* _THE TASKS_:
1. Duplicate the part of the crappie fly fishing thread starting at "I'm a big crappie" and ending at "jigs work too.".
2. Answer these questions using the crappie fly fishing thread, marking each answer with its letter:
(a) In Live2Fish's best streamer pattern, what color or colors of fish fuzz go under the black?
(b) Which fly does stonefly71 suggest, and in what colors?
(c) What size white wooly buggers has weaz43 caught crappie on?
3. Please translate this sentence from the crappie fly fishing thread into Spanish: "I'm a big crappie fisherman but I've never used my fly rod to catch them."

* _SELECTED PASSAGE_:
>>>

# Fly fishing for crappie?



## wolfman2172 (May 14, 2005)

I'm a big crappie fisherman but I've never used my fly rod to catch them. It would be a blast to tangle with a whole mess of crappie. Would streamer flies do the job or is there something better that would entice them to bite?


----------



## Live2Fish (Apr 7, 2004)

Best streamer pattern for me has been black over white or grey fish fuzz with a little red flash for "gills". Crappie jigs work too.


----------



## stonefly71 (Apr 14, 2004)

try a clouser minnow in white or yellow. check out the pan fish section on FAOL there are lots of patterns for crappy and bulegills and sunfish. Matt


----------



## weaz43 (Apr 17, 2004)

i dont really target crappie, but i have caught some on #10 white wooly buggers and prince nymphs


----------



## wolfman2172 (May 14, 2005)

Thanks guys! That'll get me started.


----------



## steelheader007 (Apr 8, 2004)

<<<

* _ENTRIES SHOWN_:

>>>

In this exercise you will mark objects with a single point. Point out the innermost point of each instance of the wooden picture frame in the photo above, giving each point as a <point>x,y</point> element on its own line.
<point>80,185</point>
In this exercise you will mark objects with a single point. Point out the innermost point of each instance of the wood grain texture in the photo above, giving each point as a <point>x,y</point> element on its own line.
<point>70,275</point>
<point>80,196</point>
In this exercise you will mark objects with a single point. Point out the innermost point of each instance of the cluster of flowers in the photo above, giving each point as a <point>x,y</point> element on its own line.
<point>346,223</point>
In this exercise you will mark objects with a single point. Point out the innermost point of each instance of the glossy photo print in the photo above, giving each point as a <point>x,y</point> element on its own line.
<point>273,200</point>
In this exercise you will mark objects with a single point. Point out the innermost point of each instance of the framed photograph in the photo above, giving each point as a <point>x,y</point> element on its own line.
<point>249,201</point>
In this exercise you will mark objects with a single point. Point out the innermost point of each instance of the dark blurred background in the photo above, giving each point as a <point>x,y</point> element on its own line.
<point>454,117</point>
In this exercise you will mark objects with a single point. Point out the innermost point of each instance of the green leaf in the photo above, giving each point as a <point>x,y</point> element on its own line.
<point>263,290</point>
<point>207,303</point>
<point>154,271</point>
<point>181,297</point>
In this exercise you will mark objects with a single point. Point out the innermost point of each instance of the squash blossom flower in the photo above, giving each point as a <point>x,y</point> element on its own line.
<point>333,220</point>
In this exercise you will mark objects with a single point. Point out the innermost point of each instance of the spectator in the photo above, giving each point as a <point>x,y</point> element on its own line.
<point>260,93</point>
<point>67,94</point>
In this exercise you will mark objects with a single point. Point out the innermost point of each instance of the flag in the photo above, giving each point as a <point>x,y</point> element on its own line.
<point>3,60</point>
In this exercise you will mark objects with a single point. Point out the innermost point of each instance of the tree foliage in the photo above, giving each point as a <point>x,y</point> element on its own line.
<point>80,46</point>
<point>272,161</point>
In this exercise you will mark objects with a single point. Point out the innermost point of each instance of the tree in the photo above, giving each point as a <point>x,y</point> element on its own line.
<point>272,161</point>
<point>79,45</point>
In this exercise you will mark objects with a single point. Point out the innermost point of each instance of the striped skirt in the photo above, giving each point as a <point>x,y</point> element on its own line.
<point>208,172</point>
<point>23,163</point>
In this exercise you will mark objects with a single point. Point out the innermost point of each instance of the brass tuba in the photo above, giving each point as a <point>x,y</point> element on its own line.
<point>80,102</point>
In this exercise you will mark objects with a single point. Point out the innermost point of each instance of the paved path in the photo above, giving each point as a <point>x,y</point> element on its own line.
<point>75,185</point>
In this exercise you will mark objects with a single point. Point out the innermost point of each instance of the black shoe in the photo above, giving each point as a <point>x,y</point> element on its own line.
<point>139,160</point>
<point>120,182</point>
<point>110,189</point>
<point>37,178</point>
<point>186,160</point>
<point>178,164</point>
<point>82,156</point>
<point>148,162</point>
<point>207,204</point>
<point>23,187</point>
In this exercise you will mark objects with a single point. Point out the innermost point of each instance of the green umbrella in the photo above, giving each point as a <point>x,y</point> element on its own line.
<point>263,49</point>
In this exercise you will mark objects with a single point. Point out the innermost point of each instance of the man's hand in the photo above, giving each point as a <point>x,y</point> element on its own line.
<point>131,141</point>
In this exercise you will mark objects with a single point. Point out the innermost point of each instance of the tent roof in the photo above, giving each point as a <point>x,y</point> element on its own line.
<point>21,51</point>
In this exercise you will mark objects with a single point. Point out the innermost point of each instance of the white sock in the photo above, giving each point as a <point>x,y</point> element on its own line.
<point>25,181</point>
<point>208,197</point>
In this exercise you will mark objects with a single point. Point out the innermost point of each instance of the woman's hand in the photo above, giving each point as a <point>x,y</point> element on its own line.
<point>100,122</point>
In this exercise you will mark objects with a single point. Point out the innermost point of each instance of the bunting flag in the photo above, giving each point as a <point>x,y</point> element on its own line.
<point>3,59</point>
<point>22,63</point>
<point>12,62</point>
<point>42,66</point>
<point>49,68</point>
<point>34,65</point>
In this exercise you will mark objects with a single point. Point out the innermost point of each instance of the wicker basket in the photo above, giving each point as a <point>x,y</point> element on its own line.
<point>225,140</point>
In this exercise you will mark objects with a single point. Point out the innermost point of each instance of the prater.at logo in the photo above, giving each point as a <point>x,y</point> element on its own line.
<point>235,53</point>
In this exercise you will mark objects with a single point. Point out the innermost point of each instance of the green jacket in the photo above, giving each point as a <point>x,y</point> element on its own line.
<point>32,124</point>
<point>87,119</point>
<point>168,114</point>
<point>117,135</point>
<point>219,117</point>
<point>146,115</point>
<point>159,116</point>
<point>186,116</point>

<<<

* _THE REPLIES_:
1.
I'm a big crappie fisherman but I've never used my fly rod to catch them. It would be a blast to tangle with a whole mess of crappie. Would streamer flies do the job or is there something better that would entice them to bite?


----------



## Live2Fish (Apr 7, 2004)

Best streamer pattern for me has been black over white or grey fish fuzz with a little red flash for "gills". Crappie jigs work too.

2.
(a) White or grey.
(b) A clouser minnow in white or yellow.
(c) #10.

3. Soy un gran pescador de crappie, pero nunca he usado mi caña de mosca para pescarlos.